▶ _GIVEN INSTRUCTION_: Reproduce word for word the lines of the items below, starting with the line that contains "indicate the wispy" and continuing through the final line of the items.

[begin LISTING]

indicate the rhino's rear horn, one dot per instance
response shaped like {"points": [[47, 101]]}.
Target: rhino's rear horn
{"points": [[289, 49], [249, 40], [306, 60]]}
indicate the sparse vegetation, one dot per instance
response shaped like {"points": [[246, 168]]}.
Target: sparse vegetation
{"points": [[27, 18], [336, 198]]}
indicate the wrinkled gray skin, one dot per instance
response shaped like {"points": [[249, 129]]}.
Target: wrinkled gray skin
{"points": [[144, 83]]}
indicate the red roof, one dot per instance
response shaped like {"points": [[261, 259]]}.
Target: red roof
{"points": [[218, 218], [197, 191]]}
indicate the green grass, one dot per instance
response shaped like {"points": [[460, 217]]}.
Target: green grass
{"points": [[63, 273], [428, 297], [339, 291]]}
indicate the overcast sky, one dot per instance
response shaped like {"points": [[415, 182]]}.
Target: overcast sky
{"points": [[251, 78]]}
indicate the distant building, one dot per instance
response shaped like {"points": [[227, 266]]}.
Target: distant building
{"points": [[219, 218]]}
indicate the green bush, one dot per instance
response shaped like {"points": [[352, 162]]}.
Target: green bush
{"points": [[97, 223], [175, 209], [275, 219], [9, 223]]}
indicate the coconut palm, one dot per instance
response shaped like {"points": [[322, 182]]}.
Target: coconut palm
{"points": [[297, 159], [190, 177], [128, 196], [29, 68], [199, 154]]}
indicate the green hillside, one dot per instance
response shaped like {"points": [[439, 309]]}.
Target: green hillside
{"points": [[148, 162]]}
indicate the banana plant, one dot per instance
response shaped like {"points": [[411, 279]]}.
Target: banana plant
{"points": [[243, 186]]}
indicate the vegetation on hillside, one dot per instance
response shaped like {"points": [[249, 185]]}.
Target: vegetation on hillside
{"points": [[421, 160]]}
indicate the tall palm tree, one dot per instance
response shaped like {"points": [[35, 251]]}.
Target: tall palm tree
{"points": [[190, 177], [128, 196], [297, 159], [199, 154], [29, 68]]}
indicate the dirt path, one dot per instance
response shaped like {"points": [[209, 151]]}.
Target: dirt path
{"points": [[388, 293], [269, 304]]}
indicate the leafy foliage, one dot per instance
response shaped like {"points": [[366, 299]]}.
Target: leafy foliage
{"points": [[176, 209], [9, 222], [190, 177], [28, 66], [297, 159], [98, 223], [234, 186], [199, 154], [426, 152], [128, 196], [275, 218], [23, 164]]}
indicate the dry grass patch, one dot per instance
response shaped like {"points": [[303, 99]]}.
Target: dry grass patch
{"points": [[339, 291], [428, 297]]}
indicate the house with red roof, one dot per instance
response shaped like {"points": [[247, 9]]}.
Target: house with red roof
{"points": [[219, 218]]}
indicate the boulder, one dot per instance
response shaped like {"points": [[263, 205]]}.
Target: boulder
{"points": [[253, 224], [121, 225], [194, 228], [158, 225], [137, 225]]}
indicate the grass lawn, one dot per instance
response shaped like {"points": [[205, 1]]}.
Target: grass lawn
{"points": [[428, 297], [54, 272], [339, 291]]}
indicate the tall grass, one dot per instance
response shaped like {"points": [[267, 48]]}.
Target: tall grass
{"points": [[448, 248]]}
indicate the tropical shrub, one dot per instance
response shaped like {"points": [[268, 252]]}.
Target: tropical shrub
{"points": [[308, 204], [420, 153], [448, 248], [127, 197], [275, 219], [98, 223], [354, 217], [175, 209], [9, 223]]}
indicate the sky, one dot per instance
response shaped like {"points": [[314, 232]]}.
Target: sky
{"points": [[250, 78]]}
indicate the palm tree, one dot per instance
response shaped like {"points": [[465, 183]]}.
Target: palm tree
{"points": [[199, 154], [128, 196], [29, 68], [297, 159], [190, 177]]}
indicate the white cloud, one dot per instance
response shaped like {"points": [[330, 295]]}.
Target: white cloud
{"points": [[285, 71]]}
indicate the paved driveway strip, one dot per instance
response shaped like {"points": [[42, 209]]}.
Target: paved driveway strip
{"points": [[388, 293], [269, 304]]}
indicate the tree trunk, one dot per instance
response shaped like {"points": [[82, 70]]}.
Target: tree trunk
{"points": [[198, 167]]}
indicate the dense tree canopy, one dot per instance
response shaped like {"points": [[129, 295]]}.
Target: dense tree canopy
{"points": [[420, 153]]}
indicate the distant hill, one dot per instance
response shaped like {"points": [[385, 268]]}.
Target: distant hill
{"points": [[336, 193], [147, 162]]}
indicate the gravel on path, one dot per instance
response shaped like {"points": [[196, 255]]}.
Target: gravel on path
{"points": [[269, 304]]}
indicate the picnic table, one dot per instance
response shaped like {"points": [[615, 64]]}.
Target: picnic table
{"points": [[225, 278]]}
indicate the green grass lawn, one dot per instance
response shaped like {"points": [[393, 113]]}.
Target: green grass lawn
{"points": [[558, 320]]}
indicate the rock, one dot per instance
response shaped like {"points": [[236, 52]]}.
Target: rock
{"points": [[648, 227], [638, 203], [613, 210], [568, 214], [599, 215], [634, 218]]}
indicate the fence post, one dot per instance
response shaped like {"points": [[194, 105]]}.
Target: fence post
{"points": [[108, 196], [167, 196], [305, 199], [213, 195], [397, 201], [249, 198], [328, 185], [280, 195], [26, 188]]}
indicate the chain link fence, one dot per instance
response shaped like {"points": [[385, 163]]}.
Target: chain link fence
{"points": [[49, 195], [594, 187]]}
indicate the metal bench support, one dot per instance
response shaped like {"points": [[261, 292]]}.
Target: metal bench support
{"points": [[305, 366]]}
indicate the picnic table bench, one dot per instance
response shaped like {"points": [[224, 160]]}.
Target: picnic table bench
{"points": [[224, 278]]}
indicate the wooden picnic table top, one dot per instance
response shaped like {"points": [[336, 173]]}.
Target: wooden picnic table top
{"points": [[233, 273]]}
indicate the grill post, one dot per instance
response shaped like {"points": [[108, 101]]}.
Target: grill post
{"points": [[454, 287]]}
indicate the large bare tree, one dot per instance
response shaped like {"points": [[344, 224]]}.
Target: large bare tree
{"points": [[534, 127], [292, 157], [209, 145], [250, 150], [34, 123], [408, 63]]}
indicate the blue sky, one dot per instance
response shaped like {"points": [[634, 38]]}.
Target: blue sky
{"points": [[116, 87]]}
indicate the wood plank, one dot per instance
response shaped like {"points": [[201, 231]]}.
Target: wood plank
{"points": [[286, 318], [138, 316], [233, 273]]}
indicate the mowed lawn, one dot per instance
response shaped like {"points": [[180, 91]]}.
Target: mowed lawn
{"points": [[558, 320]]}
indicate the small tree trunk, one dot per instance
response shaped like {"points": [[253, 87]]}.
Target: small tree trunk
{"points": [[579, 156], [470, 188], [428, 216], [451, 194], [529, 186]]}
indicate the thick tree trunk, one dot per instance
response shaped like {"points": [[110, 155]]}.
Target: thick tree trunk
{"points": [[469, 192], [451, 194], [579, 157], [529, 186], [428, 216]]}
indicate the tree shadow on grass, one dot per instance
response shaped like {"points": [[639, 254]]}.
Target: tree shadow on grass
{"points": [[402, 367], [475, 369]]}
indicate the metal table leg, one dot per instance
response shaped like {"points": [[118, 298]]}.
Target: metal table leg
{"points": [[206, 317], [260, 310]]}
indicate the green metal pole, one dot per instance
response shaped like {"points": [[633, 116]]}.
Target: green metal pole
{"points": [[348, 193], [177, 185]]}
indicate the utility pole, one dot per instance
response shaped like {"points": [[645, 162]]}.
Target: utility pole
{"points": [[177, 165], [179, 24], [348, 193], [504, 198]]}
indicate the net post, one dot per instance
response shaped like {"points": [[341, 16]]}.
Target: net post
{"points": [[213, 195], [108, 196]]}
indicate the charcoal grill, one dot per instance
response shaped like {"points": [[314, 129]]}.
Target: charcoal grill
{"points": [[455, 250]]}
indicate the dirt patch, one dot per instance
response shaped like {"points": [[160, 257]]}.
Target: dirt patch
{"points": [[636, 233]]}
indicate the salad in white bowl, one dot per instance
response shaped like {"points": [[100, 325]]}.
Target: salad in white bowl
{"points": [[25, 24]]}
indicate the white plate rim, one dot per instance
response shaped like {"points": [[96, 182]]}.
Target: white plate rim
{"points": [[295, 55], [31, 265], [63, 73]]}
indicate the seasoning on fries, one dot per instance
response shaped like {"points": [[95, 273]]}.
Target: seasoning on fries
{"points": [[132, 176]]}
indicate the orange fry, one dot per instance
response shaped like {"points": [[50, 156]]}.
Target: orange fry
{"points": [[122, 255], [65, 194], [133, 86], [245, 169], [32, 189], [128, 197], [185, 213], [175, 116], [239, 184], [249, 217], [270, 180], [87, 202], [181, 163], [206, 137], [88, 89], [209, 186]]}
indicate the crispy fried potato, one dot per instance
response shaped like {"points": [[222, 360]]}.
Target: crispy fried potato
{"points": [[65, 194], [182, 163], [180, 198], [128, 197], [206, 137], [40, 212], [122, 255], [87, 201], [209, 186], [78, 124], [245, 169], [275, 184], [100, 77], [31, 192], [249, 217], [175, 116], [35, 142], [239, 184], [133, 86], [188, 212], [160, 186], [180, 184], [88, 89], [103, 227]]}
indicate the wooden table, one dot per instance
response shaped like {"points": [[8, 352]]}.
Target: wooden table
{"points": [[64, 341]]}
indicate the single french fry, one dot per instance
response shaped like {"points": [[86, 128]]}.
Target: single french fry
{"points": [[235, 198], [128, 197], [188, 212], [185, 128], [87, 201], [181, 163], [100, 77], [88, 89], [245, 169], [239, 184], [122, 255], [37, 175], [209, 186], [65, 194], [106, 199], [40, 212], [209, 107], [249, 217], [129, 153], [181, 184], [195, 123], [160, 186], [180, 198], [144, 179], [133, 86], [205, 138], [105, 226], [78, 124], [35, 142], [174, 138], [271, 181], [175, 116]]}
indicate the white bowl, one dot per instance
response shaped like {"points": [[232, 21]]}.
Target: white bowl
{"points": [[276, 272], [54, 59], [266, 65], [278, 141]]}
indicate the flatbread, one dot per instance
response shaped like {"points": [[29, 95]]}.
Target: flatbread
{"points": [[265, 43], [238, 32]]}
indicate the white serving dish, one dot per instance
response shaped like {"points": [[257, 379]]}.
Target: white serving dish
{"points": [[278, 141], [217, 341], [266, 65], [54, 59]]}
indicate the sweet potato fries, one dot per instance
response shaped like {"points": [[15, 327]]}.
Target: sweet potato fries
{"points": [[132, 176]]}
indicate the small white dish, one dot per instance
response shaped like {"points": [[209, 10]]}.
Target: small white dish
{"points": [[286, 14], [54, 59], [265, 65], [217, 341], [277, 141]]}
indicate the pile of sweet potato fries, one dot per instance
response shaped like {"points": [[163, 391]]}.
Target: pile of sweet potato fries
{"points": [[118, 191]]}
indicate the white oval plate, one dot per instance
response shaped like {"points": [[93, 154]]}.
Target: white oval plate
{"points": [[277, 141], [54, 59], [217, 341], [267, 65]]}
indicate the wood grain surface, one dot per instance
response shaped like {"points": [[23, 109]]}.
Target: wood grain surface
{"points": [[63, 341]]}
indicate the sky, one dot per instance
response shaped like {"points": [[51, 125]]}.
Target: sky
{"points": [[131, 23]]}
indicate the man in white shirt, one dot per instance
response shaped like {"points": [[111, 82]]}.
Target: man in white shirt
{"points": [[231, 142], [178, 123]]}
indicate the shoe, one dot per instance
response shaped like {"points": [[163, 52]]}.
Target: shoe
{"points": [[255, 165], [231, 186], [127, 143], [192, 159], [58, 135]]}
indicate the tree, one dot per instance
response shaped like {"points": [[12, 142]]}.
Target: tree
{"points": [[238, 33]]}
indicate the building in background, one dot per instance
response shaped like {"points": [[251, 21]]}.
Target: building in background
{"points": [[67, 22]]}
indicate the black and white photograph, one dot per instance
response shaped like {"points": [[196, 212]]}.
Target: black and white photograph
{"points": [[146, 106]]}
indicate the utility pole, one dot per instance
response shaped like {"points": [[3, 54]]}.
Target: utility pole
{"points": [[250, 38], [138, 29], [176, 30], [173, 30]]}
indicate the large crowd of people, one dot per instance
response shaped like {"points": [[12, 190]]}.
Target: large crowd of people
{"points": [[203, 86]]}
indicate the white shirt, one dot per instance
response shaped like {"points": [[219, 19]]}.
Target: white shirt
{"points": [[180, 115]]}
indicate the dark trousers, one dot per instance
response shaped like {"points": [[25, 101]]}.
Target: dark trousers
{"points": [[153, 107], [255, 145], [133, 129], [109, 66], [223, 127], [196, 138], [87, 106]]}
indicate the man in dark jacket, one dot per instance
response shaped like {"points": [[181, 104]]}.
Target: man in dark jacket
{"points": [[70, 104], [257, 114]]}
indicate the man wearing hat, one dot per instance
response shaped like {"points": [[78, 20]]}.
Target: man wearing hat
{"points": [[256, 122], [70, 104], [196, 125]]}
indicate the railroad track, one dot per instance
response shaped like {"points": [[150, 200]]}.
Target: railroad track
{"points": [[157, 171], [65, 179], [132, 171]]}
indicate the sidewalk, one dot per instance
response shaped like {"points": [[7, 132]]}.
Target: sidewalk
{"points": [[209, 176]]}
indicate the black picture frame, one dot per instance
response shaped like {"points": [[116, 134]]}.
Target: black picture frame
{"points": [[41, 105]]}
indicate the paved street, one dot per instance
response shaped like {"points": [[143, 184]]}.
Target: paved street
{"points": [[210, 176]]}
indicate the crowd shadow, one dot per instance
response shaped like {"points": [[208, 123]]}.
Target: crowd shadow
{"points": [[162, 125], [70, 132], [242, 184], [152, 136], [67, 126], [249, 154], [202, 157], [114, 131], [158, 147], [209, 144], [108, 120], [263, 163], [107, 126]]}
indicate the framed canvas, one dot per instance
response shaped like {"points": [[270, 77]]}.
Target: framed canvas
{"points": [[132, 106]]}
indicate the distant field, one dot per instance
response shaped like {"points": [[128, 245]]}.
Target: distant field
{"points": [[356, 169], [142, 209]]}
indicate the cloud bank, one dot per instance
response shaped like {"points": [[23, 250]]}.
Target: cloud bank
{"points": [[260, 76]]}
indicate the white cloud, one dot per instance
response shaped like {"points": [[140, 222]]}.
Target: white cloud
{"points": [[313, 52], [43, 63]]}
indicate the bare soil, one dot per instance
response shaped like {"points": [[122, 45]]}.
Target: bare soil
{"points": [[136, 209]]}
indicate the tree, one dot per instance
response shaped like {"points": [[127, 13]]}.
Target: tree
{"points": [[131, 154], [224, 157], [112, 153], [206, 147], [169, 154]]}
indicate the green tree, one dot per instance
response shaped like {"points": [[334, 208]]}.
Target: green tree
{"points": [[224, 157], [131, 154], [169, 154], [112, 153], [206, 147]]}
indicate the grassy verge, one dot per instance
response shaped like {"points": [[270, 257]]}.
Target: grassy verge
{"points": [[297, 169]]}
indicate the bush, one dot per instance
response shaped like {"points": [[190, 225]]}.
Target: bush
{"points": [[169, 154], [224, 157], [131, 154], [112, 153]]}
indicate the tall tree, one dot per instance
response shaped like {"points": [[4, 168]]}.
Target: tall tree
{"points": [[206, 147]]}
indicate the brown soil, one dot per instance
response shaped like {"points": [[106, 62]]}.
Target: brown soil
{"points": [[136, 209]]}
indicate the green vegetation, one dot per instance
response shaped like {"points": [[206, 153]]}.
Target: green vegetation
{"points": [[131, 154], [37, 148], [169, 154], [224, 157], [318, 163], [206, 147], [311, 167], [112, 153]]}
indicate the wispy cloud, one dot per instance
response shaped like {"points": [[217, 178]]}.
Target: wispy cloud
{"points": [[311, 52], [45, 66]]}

[end LISTING]

▶ _SOLUTION TO THIS EXERCISE_:
indicate the wispy cloud, one dot per instance
response shaped like {"points": [[217, 178]]}.
Target: wispy cloud
{"points": [[311, 52], [45, 66]]}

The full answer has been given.